Omit the images, then print each record below exactly as it reads.

━━━━━━━━━━━━━━━━━━━━━━━━━━━━━━

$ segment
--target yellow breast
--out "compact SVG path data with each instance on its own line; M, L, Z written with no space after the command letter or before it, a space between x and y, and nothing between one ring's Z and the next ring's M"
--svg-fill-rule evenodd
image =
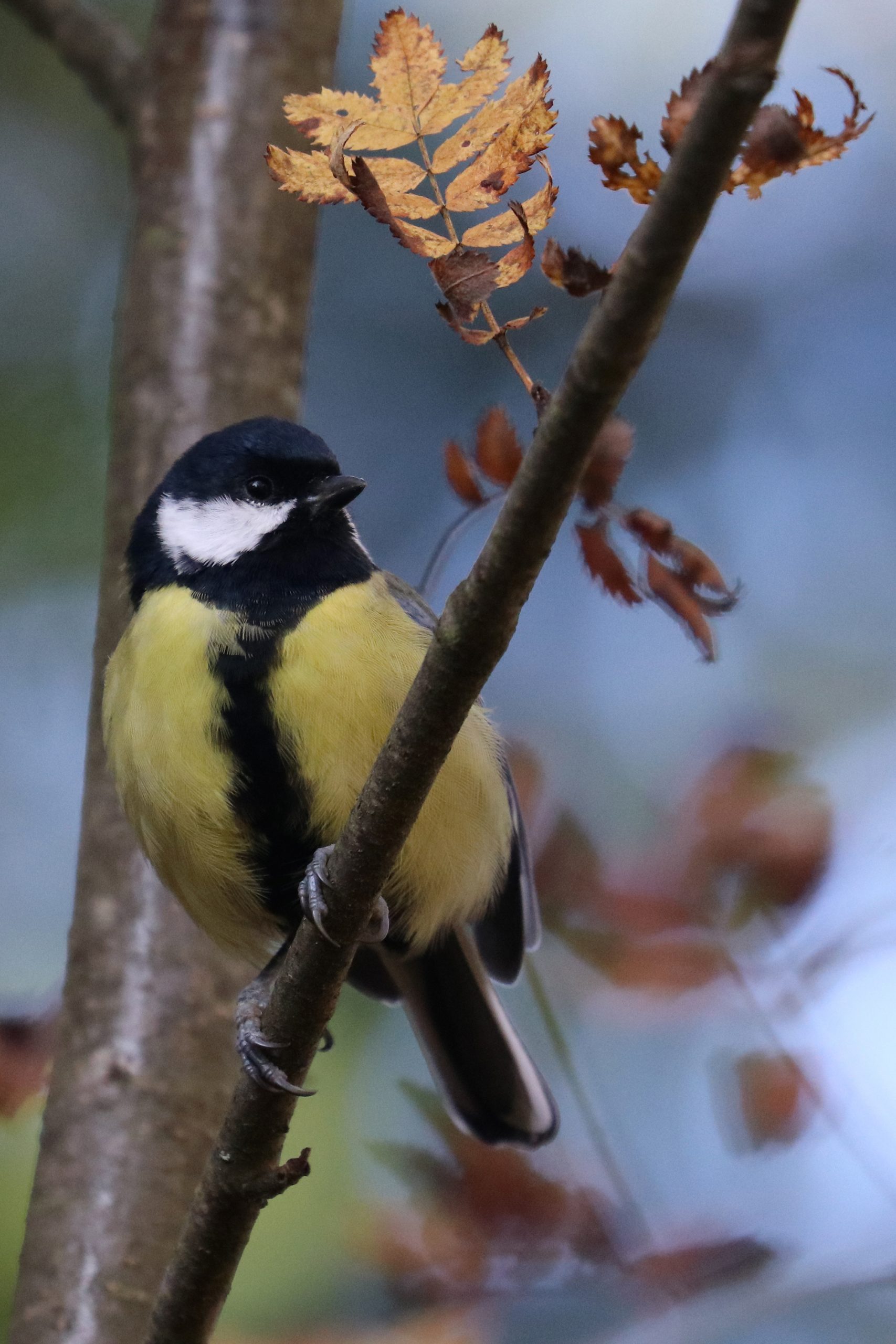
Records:
M382 574L330 594L286 636L271 675L281 739L310 785L312 821L336 840L430 642ZM498 739L463 724L402 849L387 899L419 943L482 911L502 876L510 813Z
M218 943L261 964L277 930L230 805L235 766L211 673L235 629L183 587L148 593L109 661L103 730L122 806L161 880Z
M212 675L239 625L171 586L148 593L106 675L109 763L165 886L219 943L261 962L277 929L231 797L226 691ZM281 753L318 844L334 841L429 645L375 574L326 597L289 632L269 677ZM474 708L402 849L387 899L416 943L480 914L504 875L510 813L497 735Z

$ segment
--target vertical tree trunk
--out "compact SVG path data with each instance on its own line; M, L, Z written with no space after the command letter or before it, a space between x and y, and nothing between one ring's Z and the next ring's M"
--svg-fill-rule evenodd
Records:
M294 417L313 212L278 194L281 98L332 74L340 0L161 0L133 129L136 216L116 353L106 552L75 914L13 1344L121 1344L149 1308L235 1074L246 976L138 853L99 698L128 616L130 521L197 437Z

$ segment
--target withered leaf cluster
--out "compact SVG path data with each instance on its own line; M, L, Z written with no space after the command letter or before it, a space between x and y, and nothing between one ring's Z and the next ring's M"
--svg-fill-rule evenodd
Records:
M645 508L618 509L613 497L633 446L631 426L615 417L600 431L579 482L579 500L588 515L575 531L582 558L604 591L626 606L652 598L677 617L705 659L715 657L709 618L729 612L737 599L705 551L678 536L672 523ZM523 461L523 448L508 414L493 406L476 430L473 456L455 439L445 445L445 473L454 493L478 508L505 491ZM619 527L637 543L643 563L639 578L630 571L611 539Z
M669 95L666 114L662 118L660 138L668 155L674 153L688 122L697 110L700 97L713 70L709 62L703 70L692 70L681 82L677 93ZM834 66L826 67L829 74L842 79L852 95L850 110L844 117L844 125L836 136L829 136L815 125L815 110L805 94L794 90L797 106L793 112L779 103L767 103L759 109L743 144L723 191L732 192L746 187L751 199L762 195L762 188L782 173L797 173L801 168L840 159L846 146L861 136L873 117L860 121L866 110L856 85ZM638 148L641 132L627 125L622 117L595 117L588 134L591 149L588 157L603 172L603 184L611 191L627 191L639 206L649 204L662 180L662 168Z
M447 83L447 62L433 30L392 9L373 43L375 95L333 89L293 94L285 102L287 120L324 148L267 148L270 171L282 190L317 204L360 200L403 247L427 258L445 296L439 312L472 344L486 344L501 332L494 319L486 327L469 324L496 289L513 285L529 270L533 235L547 226L557 195L544 155L556 121L548 67L537 56L498 94L510 69L506 52L502 34L490 24L457 62L463 78ZM459 129L435 146L429 144L462 117ZM369 153L406 145L415 146L419 157ZM545 180L532 196L481 223L457 227L455 214L500 203L536 163ZM441 231L412 223L437 215ZM509 250L492 257L482 249ZM533 316L540 312L506 325L524 325Z

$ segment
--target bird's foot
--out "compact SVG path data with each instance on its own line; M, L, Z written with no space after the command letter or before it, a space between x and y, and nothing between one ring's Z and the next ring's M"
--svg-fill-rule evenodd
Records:
M324 925L329 913L325 892L333 890L326 872L326 860L332 852L332 844L314 851L314 857L309 863L305 876L298 886L298 900L302 907L302 913L312 921L317 931L326 938L328 942L332 942L334 948L339 948L340 943L330 933L328 933ZM371 915L371 922L359 938L359 942L383 942L388 934L388 906L382 896L377 896L373 914Z
M246 985L236 999L236 1050L243 1068L265 1091L287 1091L293 1097L313 1097L313 1091L297 1087L271 1059L270 1051L283 1048L282 1040L269 1040L262 1031L262 1016L270 997L273 974L266 966L259 976Z

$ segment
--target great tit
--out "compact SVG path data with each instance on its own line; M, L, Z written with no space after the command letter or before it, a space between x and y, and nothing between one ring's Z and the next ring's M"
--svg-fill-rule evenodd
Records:
M347 505L361 489L309 430L243 421L175 462L128 548L134 613L106 672L109 763L165 886L219 945L267 962L257 985L302 918L326 933L326 847L435 624L359 540ZM556 1105L490 982L516 980L539 914L504 747L480 706L384 898L390 931L359 945L352 984L403 1003L462 1128L549 1140ZM238 1013L243 1063L289 1086L259 1001Z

━━━━━━━━━━━━━━━━━━━━━━━━━━━━━━

» **RIGHT ANSWER**:
$ segment
--target yellow breast
--out "compact SVG path data with each instance on its own line; M, L, Z written with no space after the command letter or before it, a space between x and y, and nothing between one ring's Z and the next ring's M"
--svg-fill-rule evenodd
image =
Records:
M382 574L330 594L286 636L271 675L281 739L310 785L312 821L336 840L430 642ZM498 739L463 724L402 849L387 899L419 943L482 911L502 876L510 813Z
M218 943L261 964L277 930L230 805L235 766L211 673L235 629L183 587L148 593L109 661L103 730L122 806L161 880Z
M212 675L239 625L171 586L148 593L106 675L109 763L165 886L219 943L261 962L277 929L231 797L226 691ZM281 753L318 844L334 841L429 645L375 574L326 597L289 632L269 677ZM474 708L402 849L387 899L416 943L480 914L504 875L510 813L497 735Z

$ segment
--target vertical tree trunk
--out "compact SVG path data with each instance on its own line; M, L, Z written with no space after the command letter or before it, a space between x and y, and nothing between one ring's Z and the next ring's M"
--svg-fill-rule evenodd
Records:
M294 417L313 212L278 194L281 98L332 74L340 0L161 0L133 129L136 216L116 353L106 552L75 914L13 1344L121 1344L149 1308L235 1074L246 976L138 853L99 698L128 616L130 521L197 437Z

$ segment
--target withered leaf cluster
--out "compact SVG path data with each instance on its own line; M, L, Z written with no space after the command letter or before it, a space between x and y, and nothing between one ring's Z and the next ring's M"
--svg-fill-rule evenodd
Records:
M645 508L618 509L613 497L633 446L631 426L615 417L600 431L579 482L579 500L588 515L575 531L582 558L604 591L626 606L652 598L677 617L705 659L715 657L709 618L729 612L737 599L705 551L678 536L672 523ZM523 461L523 448L508 414L493 406L476 430L473 456L455 439L445 445L445 473L454 493L478 508L505 491ZM619 527L637 543L643 563L639 578L630 571L611 539Z
M669 95L666 114L662 118L660 138L668 155L674 153L688 122L697 110L700 97L713 70L709 62L703 70L692 70L681 82L677 93ZM834 66L826 67L829 74L842 79L852 95L850 110L844 117L844 125L836 136L829 136L815 125L815 110L805 94L794 90L797 106L793 112L779 103L767 103L759 109L743 144L723 191L732 192L746 187L751 199L762 195L762 188L782 173L797 173L801 168L840 159L846 146L861 136L873 117L860 121L866 110L856 85ZM638 148L641 132L627 125L622 117L595 117L588 134L591 149L588 157L603 172L603 184L611 191L627 191L639 206L649 204L662 180L662 168Z
M447 83L447 62L433 30L392 9L373 43L375 95L333 89L293 94L285 102L287 120L324 148L267 148L270 171L282 190L317 204L360 200L403 247L427 258L445 296L439 312L472 344L486 344L501 332L494 319L486 327L469 324L496 289L513 285L529 270L533 235L547 226L557 195L544 155L556 121L548 67L537 56L498 94L510 69L506 52L502 34L490 24L457 62L463 78ZM459 129L435 146L429 144L462 117ZM369 153L406 145L415 146L419 157ZM545 180L532 196L481 223L457 227L455 214L500 203L536 163ZM441 231L412 223L437 215ZM509 250L492 257L482 249ZM533 316L540 312L506 325L524 325Z

$ segment
--target bird's foot
--out "compact SVG path data with each instance on its own line; M, L, Z written with no space after the command letter or before it, a space between x and y, and nothing between one ring's Z and the next ring's M"
--svg-fill-rule evenodd
Records:
M324 925L329 913L325 892L333 890L326 872L326 860L332 852L332 844L314 851L314 857L309 863L305 876L298 886L298 900L302 907L302 913L312 921L317 931L326 938L328 942L332 942L334 948L339 948L340 943L330 933L328 933ZM371 915L371 922L359 938L359 942L383 942L388 934L388 906L382 896L377 896L373 914Z
M246 985L236 999L236 1050L243 1068L265 1091L287 1091L293 1097L313 1097L313 1091L297 1087L271 1059L270 1051L283 1048L282 1040L269 1040L262 1031L262 1016L270 997L273 974L266 966L259 976Z

$ segment
--target great tit
--out "compact SVG path data with each instance on its own line; M, L, Z written with no space after the command letter or before it, a space between x and y, and nothing between one ring's Z and the next ring's M"
--svg-fill-rule evenodd
Records:
M347 505L361 489L309 430L243 421L175 462L128 548L134 613L106 672L109 763L165 886L219 945L267 962L257 985L302 918L326 933L326 847L435 624L359 540ZM556 1105L490 982L516 980L539 914L504 747L480 706L384 898L390 931L359 945L352 984L403 1003L462 1128L549 1140ZM238 1013L243 1063L289 1086L259 1001Z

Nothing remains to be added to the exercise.